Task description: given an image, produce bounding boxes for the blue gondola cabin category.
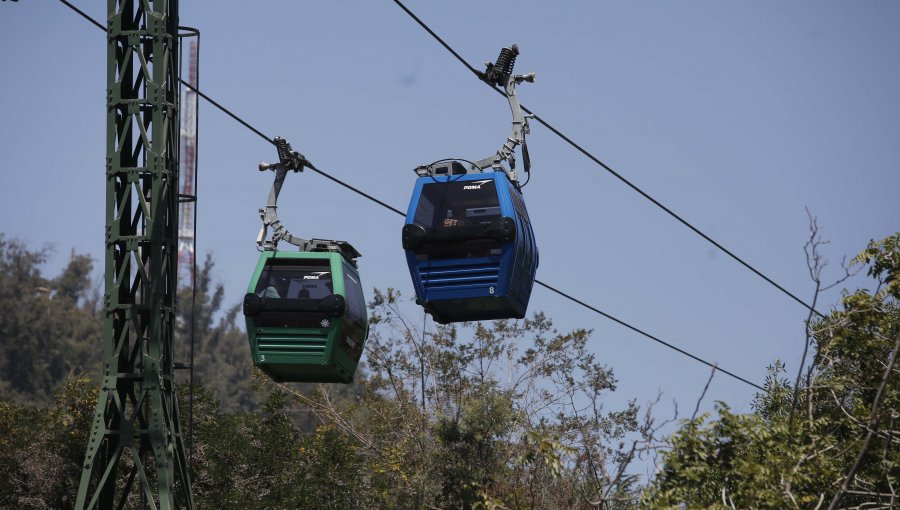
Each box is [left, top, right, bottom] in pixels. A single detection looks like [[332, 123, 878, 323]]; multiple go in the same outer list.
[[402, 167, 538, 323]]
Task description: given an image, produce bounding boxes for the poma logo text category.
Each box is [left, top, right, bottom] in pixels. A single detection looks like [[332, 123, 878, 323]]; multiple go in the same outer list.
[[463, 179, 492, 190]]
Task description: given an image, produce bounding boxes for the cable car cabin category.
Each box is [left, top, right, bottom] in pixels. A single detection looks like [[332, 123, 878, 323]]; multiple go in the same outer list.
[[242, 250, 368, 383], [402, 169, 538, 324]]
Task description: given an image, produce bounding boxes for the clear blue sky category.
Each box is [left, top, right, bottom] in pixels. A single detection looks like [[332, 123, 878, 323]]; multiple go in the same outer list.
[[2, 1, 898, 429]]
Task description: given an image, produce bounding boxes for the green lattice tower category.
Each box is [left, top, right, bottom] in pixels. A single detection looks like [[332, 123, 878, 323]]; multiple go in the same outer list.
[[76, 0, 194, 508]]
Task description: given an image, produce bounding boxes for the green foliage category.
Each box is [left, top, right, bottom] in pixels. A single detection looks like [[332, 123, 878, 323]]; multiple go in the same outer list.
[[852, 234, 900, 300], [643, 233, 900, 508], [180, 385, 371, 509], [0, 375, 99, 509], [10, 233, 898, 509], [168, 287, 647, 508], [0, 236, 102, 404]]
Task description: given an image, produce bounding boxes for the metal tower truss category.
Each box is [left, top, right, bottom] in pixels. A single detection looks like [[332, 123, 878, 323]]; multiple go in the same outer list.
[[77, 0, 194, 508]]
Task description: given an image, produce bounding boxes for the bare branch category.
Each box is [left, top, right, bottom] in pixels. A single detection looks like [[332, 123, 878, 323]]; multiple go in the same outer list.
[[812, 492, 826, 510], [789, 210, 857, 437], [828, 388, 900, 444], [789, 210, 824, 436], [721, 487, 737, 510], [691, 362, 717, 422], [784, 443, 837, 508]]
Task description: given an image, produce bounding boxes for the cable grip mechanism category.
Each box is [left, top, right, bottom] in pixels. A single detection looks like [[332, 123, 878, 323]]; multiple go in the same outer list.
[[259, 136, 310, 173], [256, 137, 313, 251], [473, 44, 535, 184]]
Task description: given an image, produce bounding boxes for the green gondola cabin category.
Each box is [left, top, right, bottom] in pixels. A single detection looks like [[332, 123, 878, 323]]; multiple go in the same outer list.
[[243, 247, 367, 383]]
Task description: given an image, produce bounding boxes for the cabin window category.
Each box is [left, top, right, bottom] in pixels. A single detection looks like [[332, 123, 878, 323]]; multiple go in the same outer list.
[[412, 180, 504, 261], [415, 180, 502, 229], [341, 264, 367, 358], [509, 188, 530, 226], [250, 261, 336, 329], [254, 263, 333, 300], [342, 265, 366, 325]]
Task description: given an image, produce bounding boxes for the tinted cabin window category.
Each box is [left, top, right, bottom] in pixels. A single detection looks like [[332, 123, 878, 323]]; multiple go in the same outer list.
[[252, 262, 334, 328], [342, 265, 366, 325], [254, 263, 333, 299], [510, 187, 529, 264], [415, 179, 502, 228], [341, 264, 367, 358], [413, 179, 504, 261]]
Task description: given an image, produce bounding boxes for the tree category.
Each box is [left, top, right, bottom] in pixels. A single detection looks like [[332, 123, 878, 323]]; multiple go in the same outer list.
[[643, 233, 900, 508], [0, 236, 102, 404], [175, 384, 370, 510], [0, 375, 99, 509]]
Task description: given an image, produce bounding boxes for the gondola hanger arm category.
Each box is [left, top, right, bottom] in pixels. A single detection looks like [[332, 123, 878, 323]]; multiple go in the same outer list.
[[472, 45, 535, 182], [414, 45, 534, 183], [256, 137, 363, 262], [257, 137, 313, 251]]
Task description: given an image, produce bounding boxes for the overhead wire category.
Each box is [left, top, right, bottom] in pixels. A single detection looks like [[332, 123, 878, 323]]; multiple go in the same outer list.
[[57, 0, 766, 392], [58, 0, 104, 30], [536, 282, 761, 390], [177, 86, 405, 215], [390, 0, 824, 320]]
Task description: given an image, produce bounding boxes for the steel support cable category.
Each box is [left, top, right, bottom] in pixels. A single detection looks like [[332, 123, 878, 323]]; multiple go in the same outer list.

....

# EXERCISE GOAL
None of the pictures belong in the copy; transcribe the rest of the data exactly.

# ANSWER FOR THIS EXERCISE
Task description: given an image, produce bounding boxes for the blue gondola cabin category.
Each box is [left, top, right, bottom] in pixels. A single detection looks like [[332, 123, 878, 323]]; multiple go in the same outer list.
[[402, 167, 538, 323]]
Task description: given an image, produce bounding boxes for the poma logo text category.
Each box is [left, top, right, bottom] in pixels. A single detection looks like [[332, 123, 878, 323]]; multiple go in the same outer list.
[[463, 179, 492, 190]]
Task description: given an image, produce bounding boxes for the cable car cabin category.
Each box is [left, top, right, bottom] in pixels. A single detection looks like [[332, 123, 878, 323]]; multiple go in the same outer list.
[[242, 250, 368, 383], [402, 169, 538, 324]]
Task description: given an image, produce bounding boxes for the clear blue sky category.
Each box is [left, top, right, bottom] in pixels. A single detection looks like [[332, 123, 878, 323]]; multiple go in the same outer list.
[[2, 1, 898, 429]]
Task description: given an image, produce bounding boxes for the green lattice tower category.
Each box is [left, top, right, bottom] in pixels. A single detection looks like [[332, 123, 878, 323]]; multiple go in the same outer list.
[[76, 0, 194, 508]]
Task description: given an image, produce bounding boxes for the green foliage category.
Each box is [left, top, right, bottom] in pixels. A single detection looks like [[332, 123, 878, 323]]; multiple go in the same outer list.
[[852, 234, 900, 300], [643, 233, 900, 508], [180, 385, 371, 509], [0, 375, 99, 509], [10, 233, 898, 509], [168, 287, 647, 508], [0, 236, 102, 404]]
Task description: given an image, produce bounding boxes for the metal tower truss category.
Each box is [left, top, right, bottom] in pixels. A single detection looks like [[332, 123, 878, 323]]; multiple go in the same outer list.
[[77, 0, 194, 508]]
Task description: given an image, produce bounding boxes for the bare branch category.
Each box is [left, top, right, bottom] in pixels. A single detection looks like [[332, 123, 878, 323]]; multiple go in the same outer list.
[[812, 492, 826, 510], [789, 210, 857, 437], [828, 388, 900, 444], [789, 210, 824, 436], [721, 487, 737, 510], [691, 362, 717, 422], [784, 443, 837, 508]]
Task description: given an image, produce bounding boxes for the cable grip mechanism category.
Each box is [left, top, right, bottom] in pixels. A single detection looks like [[332, 123, 878, 323]]; multiple go in the same outer list.
[[259, 136, 310, 173], [256, 137, 313, 251], [473, 44, 535, 184]]
Task description: given an image, produce bounding boxes for the green gondola cabin category.
Each box is [left, top, right, bottom] in pixels. A single detection looks like [[332, 123, 878, 323]]; multiple go in the same outer list.
[[243, 247, 367, 383]]
Task description: given an image, produce bounding boxes for the cabin window category.
Each box is [left, top, right, bottom] in pixels. A single detection looks like [[332, 123, 878, 323]]; multiple go in the same outer list.
[[412, 180, 504, 261], [415, 180, 502, 229], [341, 264, 367, 358], [509, 188, 530, 226], [250, 261, 336, 329], [254, 263, 333, 300], [342, 265, 366, 325]]
Task description: given an image, produce bounding boxes for the tinted cabin window category.
Each box is [left, top, right, bottom] in pixels. A single detection looks like [[332, 123, 878, 323]]; multiple go in the same outer list.
[[252, 262, 334, 328], [342, 265, 366, 325], [254, 263, 333, 299], [510, 187, 529, 264], [415, 179, 502, 228], [341, 264, 367, 358], [413, 179, 504, 261]]
Task description: given an image, produce bounding boxes for the tree category.
Each box is [left, top, right, bottom] in pixels. A single detection looks like [[332, 123, 878, 323]]; multiple go in the same outer list.
[[643, 233, 900, 508], [0, 236, 102, 404], [175, 384, 370, 510], [0, 375, 99, 509]]
Task description: given an image, produce bounding boxes for the gondola hanger arm category.
Each box is [left, top, right, bottom] in pixels. A single detection looks like [[332, 123, 878, 323]]; multiple go in the same outer list.
[[472, 45, 535, 182], [414, 45, 534, 183], [256, 137, 363, 262], [257, 137, 313, 251]]
Task description: given an image, produce bounding boxes for the overhead wire category.
Each box is [left, top, right, bottom] in pixels. A single detection looks like [[332, 123, 878, 323]]; multiple go in the same outer list.
[[57, 0, 766, 392], [58, 0, 104, 30], [536, 282, 761, 390], [177, 86, 405, 215], [390, 0, 824, 320]]
Task description: given an image, produce bounding boxes for the steel support cable category.
Each box is [left, top, right, bottom] in pixels. A single detection looks like [[332, 123, 878, 323]]; multiple go in the same outer list.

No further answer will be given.